— begin PAGE —
My learnings about Big Data
Sharing some interesting things I've learned recently
Hi folks! Yesterday I joined a course in Coursera regarding Big Data. It is taught by the University of San Diego in California. I thought it would be a good idea to write a blog post about my learnings, so you can have an idea of the type of things you will learn if you decide to enrol as well.
I will keep posting notes here while doing the course, so don't expect a very organised article until the end!.
Week 1: Welcome to Big Data
- There's a huge need for data scientists
- 90% of the World's data has been created in the last two years!
- In 2009 we had 0.8 ZB of data and in 2020 we will have 20 ZB
- It's growing very rapidly
- The majority of Big Data out there is unstructured
- It is generated from everywhere around us (mobiles, GPS, etc)
— end PAGE —
— begin SUPPLIED INFORMATION —
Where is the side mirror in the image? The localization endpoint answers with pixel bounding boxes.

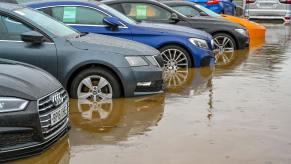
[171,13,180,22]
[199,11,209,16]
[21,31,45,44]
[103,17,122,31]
— end SUPPLIED INFORMATION —
— begin SUPPLIED INFORMATION —
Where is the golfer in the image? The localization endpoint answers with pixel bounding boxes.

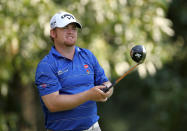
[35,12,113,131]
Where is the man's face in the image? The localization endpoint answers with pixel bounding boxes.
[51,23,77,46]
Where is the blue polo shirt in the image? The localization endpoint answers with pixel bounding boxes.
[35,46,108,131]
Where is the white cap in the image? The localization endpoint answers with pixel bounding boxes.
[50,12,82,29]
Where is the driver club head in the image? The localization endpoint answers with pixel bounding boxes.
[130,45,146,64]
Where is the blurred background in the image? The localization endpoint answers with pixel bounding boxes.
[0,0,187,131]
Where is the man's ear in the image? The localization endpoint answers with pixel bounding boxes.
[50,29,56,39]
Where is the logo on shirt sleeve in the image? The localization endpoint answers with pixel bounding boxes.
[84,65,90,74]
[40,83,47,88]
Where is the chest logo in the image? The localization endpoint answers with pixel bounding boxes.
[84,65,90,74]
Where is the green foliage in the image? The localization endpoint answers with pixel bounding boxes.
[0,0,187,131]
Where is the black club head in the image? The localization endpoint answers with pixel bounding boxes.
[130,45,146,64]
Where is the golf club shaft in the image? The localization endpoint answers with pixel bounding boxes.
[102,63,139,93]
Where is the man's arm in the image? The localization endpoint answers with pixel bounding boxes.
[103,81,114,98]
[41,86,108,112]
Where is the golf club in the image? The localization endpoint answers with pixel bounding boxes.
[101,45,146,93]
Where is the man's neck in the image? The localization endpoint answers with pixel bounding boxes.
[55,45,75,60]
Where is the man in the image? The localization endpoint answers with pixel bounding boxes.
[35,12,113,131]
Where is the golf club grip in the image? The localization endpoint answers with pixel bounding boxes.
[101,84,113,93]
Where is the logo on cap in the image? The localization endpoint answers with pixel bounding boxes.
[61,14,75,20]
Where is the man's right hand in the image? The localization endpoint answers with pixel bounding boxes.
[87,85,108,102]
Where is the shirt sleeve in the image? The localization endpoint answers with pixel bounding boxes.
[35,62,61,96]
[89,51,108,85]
— end SUPPLIED INFORMATION —
* **LIST OF TASKS**:
(A) From the Big Data blog post, reproduce word for word the stretch from "I will keep" through "last two years!".
(B) Decide whether each statement agrees with the Big Data blog post. Answer yes or no, and quote the words of the post that settle it.
(i) The course is offered on Coursera.
(ii) Most Big Data is structured.
(iii) There were 20 ZB of data in 2009.
(C) Answer these questions from the Big Data blog post.
(i) Who teaches the course?
(ii) What is the title of Week 1?
(iii) What share of the world's data was created in the last two years?
These records were drawn from a separate source.

* **ANSWERS TO THE PROBLEMS**:
(A)
I will keep posting notes here while doing the course, so don't expect a very organised article until the end!.
Week 1: Welcome to Big Data
- There's a huge need for data scientists
- 90% of the World's data has been created in the last two years!

(B)
(i) Yes: "Yesterday I joined a course in Coursera regarding Big Data."
(ii) No: "The majority of Big Data out there is unstructured"
(iii) No: "In 2009 we had 0.8 ZB of data and in 2020 we will have 20 ZB"

(C)
(i) The University of San Diego in California.
(ii) Welcome to Big Data.
(iii) 90%.